Could you rewrite the entries between the line holding "Given the following" and the line holding "0;280;449;600", inclusive, swapping "still water surface" for "calm water surface" and changing nothing else? Leave the pictures out.

● EXTRACTED MATERIAL
════════════════════

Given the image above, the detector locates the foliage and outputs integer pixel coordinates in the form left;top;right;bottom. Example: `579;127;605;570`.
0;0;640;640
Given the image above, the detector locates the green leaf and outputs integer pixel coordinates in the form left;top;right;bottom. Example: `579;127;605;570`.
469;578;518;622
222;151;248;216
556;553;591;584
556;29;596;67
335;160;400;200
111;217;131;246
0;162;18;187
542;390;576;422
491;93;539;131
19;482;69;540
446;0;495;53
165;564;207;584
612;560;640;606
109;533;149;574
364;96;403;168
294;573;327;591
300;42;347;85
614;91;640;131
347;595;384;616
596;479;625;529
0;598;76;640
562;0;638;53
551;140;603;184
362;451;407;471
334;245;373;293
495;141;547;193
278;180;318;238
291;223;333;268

════════════════════

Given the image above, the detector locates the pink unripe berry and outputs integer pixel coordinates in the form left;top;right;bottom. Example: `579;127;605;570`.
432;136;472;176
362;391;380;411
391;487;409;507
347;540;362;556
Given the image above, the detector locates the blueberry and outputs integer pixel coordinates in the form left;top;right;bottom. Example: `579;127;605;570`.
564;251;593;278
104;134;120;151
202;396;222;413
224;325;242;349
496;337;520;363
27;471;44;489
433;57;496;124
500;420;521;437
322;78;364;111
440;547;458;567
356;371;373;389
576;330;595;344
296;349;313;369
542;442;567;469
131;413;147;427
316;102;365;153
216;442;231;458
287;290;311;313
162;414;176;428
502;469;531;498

════════════════════

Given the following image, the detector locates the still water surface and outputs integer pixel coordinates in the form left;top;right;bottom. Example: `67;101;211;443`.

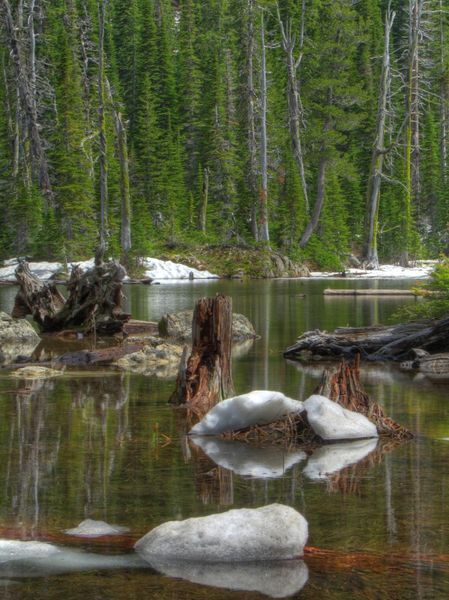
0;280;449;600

════════════════════

● SOLUTION FOR THIS PROBLEM
Given the following image, the detector locates the calm water surface and outputs integer pixel coordinates in the form left;top;right;bottom. Example: `67;101;211;443`.

0;280;449;600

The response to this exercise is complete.